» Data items
-------------------------
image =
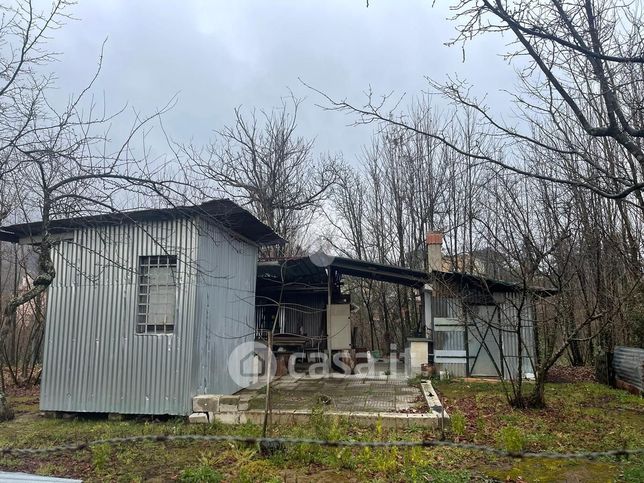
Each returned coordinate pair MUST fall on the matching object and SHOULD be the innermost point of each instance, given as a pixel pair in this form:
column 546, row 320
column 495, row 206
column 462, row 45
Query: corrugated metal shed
-------------------------
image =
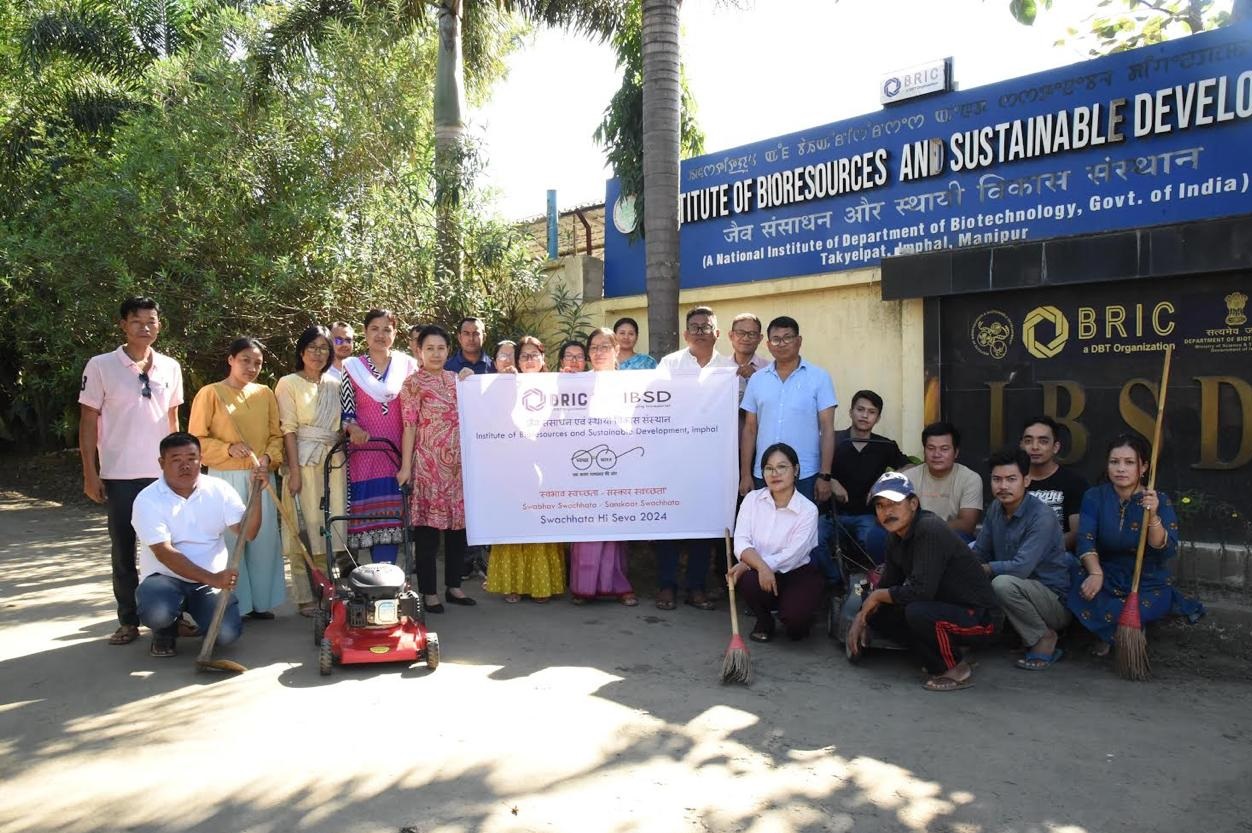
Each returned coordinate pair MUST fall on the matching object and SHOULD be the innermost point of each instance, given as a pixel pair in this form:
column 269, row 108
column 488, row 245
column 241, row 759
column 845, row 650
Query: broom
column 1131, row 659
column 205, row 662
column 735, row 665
-------------------------
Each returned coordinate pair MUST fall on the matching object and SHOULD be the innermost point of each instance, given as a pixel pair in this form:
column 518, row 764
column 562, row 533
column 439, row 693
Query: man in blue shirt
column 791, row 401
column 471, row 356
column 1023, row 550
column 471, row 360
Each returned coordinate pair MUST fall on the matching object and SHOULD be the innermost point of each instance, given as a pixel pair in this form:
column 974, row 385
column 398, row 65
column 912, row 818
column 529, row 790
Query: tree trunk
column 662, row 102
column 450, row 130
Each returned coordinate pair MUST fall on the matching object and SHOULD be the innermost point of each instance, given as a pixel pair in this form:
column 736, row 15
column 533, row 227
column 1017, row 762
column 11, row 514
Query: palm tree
-------------------------
» Exercise instructions
Using the data above, reproduce exactly the lines between those holding "column 1017, row 762" and "Query: palm tree", inclusive, and no others.

» Reply to the task
column 1017, row 762
column 11, row 514
Query: palm tree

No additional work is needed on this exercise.